[Records from a data source]
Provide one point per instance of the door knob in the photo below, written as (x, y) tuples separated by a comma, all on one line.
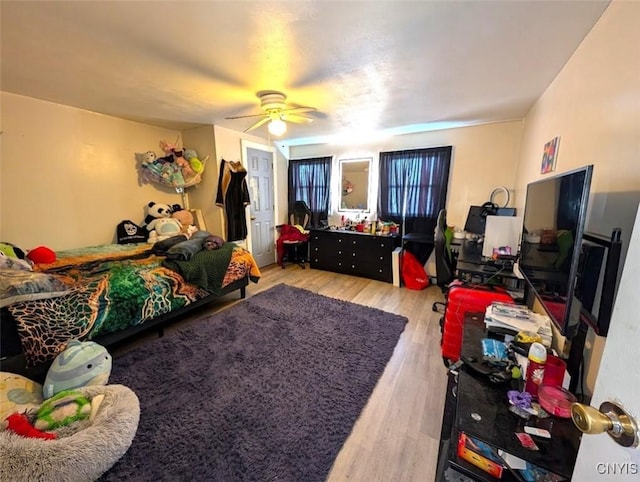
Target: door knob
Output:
[(610, 418)]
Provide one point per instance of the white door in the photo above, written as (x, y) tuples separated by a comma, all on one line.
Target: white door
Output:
[(259, 162), (599, 457)]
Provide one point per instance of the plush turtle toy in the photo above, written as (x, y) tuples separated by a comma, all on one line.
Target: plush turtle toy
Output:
[(80, 364)]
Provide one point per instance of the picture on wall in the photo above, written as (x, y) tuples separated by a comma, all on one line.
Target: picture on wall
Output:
[(550, 155)]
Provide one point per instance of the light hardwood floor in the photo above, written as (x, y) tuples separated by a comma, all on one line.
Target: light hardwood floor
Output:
[(396, 436)]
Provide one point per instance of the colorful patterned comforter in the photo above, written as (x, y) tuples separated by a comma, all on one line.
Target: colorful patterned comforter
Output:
[(113, 287)]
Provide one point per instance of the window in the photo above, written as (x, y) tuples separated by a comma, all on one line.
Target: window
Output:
[(413, 188), (310, 181)]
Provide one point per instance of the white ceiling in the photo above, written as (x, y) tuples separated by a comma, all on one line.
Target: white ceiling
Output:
[(367, 66)]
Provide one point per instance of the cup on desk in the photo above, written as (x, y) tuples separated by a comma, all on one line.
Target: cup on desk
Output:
[(554, 370)]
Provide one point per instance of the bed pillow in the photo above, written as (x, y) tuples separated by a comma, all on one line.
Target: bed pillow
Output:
[(19, 285)]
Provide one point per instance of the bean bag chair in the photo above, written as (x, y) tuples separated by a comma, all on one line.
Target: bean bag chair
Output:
[(83, 451)]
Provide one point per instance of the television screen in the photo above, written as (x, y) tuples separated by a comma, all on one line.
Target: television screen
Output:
[(552, 229)]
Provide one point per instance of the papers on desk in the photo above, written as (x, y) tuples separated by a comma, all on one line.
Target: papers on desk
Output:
[(518, 318)]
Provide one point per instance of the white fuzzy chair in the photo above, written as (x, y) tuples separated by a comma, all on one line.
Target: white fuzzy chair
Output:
[(82, 451)]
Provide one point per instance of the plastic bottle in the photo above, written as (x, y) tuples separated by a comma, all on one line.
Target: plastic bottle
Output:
[(535, 369)]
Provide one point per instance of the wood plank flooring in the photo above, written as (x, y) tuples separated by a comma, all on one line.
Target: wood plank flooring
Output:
[(396, 437)]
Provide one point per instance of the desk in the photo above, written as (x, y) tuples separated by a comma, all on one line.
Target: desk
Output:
[(480, 409), (472, 266)]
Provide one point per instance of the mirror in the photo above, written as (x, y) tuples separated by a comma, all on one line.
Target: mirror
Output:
[(354, 184)]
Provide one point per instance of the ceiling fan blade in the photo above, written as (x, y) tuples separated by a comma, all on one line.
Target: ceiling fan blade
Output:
[(244, 116), (297, 118), (299, 110), (264, 120)]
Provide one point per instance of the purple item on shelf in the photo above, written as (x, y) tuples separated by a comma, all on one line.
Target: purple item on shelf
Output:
[(519, 399)]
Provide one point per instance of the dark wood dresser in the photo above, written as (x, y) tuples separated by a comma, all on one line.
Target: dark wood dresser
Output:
[(354, 253)]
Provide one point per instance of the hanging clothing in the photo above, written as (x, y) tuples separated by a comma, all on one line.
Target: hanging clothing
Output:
[(233, 195)]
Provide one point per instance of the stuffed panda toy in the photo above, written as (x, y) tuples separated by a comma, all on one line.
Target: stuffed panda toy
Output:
[(157, 210), (159, 222)]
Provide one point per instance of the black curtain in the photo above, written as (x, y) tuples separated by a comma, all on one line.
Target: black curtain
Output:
[(413, 190), (310, 181)]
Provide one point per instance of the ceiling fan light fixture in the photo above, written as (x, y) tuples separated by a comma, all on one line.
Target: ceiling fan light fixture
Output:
[(277, 127)]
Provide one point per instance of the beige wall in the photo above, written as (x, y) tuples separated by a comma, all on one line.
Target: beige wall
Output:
[(484, 157), (594, 106), (68, 176)]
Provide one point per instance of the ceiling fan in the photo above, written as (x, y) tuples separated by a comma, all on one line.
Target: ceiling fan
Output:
[(277, 113)]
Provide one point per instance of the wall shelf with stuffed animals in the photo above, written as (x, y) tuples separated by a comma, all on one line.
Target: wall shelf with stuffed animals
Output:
[(179, 168)]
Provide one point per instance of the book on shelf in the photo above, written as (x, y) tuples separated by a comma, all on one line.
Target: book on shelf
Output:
[(515, 318)]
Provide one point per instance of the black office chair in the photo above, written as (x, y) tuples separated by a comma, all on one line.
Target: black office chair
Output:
[(293, 245), (445, 262)]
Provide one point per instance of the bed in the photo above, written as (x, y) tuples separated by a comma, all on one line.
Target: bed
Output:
[(108, 294)]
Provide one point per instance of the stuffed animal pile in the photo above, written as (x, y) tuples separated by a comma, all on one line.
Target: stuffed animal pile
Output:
[(13, 257), (178, 167), (80, 364)]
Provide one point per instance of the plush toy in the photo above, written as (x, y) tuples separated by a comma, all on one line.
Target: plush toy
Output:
[(20, 424), (8, 262), (196, 164), (157, 210), (177, 155), (62, 409), (80, 364), (186, 221), (212, 242), (179, 159), (12, 250), (163, 228), (42, 254)]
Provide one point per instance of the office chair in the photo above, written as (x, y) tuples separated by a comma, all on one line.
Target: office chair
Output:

TASK TO CARRY OUT:
Rewrite all of the lines above with "Target" replaced by "Object" everywhere and everything else unchanged. Omit the pictures from your answer.

TASK RESPONSE:
Provide one point per instance of the door knob in the photo below, written as (x, y) tuples separated by a comma, all on one line.
Object: door knob
Output:
[(610, 418)]
Provide one point per instance of the white door in the photo above, written as (x, y) tuples separated by a comma, all on one line.
Object: white door
Output:
[(259, 162), (599, 457)]
Provide one point per instance of the plush turtle toy in the photo above, written as (x, y) tuples separated by a comma, all on one line.
Object: plush turtle toy
Output:
[(80, 364)]
Provide one point per instance of the picture on wall in the photo above, written as (x, y) tuples separated by a comma, all on one line.
Object: picture on wall
Output:
[(550, 155)]
Provide one point per instance of the light hardwood floor in the photo above, written as (x, y) tuples separated by a comma, all on one line.
Object: light hardwood floor
Output:
[(396, 436)]
Provide one point per instance of the colorful patterned comforter in the photo above, written as (x, y) tuples separated by a comma, all on one line.
Object: colorful patterned comforter
Output:
[(113, 287)]
Provide one point per instance of the window in the photo above, written as (x, y) tuples separated by a comma, all on one line.
Object: window
Output:
[(413, 188), (310, 181)]
Provide one point per instance of the white ceiling in the photo above, written as (x, y) tuples separated by a comma, all on one line.
Object: white ceiling
Output:
[(367, 66)]
Provide one point per instance of the cup on desk in the photo above, written as (x, y) tuples separated by a comma, all on one line.
Object: cup on desk
Output:
[(554, 370)]
Provide one point per instance of the bed pillow in the photo above, written as (x, y) tuples separated by a comma, all on one line.
Object: bed pillow
Output:
[(19, 285)]
Provide one point per instance of the bean bag chair in the photo above, written as (x, y) tuples separated by a comma, all on one line.
Object: bean bag chair
Output:
[(83, 451)]
Provide one point per instance of the television screen in the photo above, written as (x, y) tuples separated by a comma, all on one line.
Object: television screen
Output:
[(552, 229)]
Provide one point per instance of the papers on desk in the photo above, written as (x, y) tuples separated by a comma, all on one line.
Object: papers on desk
Output:
[(518, 318)]
Provide one point per instance of the white fuzzy chair in the photo above, written as (x, y) tuples separated by a comma, all on one line.
Object: white fuzzy chair
Output:
[(82, 451)]
Provide one point per instance of the plastic bottle in the photo above, written as (x, y) tuples separated by a comma, all on one line.
Object: plastic bottle
Output:
[(535, 369)]
Provide one point per instance of the wood plank flooring in the photo above, written as (x, y) tuples separated by a comma, all on one line.
Object: wood plank flooring
Output:
[(396, 437)]
Provide one point per instance of the desk in the photo above, written as (x, y) tuples separated by a comma, all on one line.
Object: desk
Output:
[(480, 409), (472, 266)]
Provide one point per instance of the mirror in the photo above, written as (x, y) tuples separated by a comma, all on one line.
Object: mirror
Output:
[(354, 184)]
Provide one point per instance of the ceiling fan blade in the photo above, written as (x, y) tuples separated by a comma, all on one line.
Object: ceiling fan blade
Output:
[(244, 116), (297, 118), (299, 110), (264, 120)]
Provide one point per instance of the purple item on shelf in the photo above, written as (x, y) tuples separated by a comma, all on one line.
Object: purple item on shelf
Output:
[(519, 399)]
Provide one point per instance of the dark wood dresser in the photo above, written as (x, y) tuples separated by a comma, all on one line.
Object: dark wood dresser
Output:
[(354, 253)]
Provide one point per instance of the hanging clothing in the photo above, written as (x, y) tuples separated by a comma, all on one line.
Object: hanging clothing
Output:
[(233, 195)]
Provide one point per instance of the stuffed panda toy in the photo above, written as (x, y) tuples separated by a comma, all on one line.
Object: stuffed panda toy
Output:
[(157, 210), (159, 222)]
Provide one point per instance of the black curtain in the photo above, written as (x, y) tuples separated by a comma, all on one line.
Object: black curtain
Output:
[(413, 190), (310, 181)]
Provide one point per instance of the ceiling fan light fixture in the photo above, written as (x, y) tuples separated by a comma, all on one line.
Object: ceiling fan light fixture
Output:
[(277, 127)]
Provide one point per instance of the beige wall in the photo above, written as (x, y) tuples separated by a comma, all on one line.
Object: beige wall
Output:
[(484, 157), (594, 106), (68, 176)]
Provide one point per instance of the ceiling fan in the photo above, written as (x, y) tuples separated by a comma, all on one line.
Object: ceiling fan
Output:
[(277, 113)]
Provide one point per instance of the wall shelf with stuffed animals in the photo above, written as (x, y) tuples separated by a comma, all on one line.
Object: wall shelf with stuffed animals
Output:
[(179, 168)]
Provide one point per instance of the book on shelf in the photo above, written as (x, y) tuples separated by a comma, all on one line.
Object: book on shelf
Output:
[(515, 318)]
Provide one point per instance of the black office chair in the photo above, written as (x, y) tuples separated by a comma, all on one line.
Object: black office chair
Output:
[(293, 245), (445, 262)]
Provide one point per instance of the bed in the photo above, written as (x, y) tuples separated by a comma, all on one line.
Object: bed
Output:
[(108, 294)]
Provide one point per instance of the stuffed animal pile in the photo above, written as (x, y) tuples separated by a comma, all on one line.
Object: stuffed animal pile
Output:
[(13, 257), (178, 167), (80, 364)]
Provide one point per instance of the plush toy in the photo above, written as (x, y) tuples separated by a comma, all on one line.
Object: plush toy
Output:
[(20, 424), (8, 262), (196, 164), (157, 210), (177, 155), (62, 409), (80, 364), (186, 221), (212, 242), (179, 159), (12, 250), (163, 228), (42, 254)]
Provide one point per instance of the office chair in the photo above, written as (x, y) tuples separated by a comma, all on one line.
Object: office chair
Output:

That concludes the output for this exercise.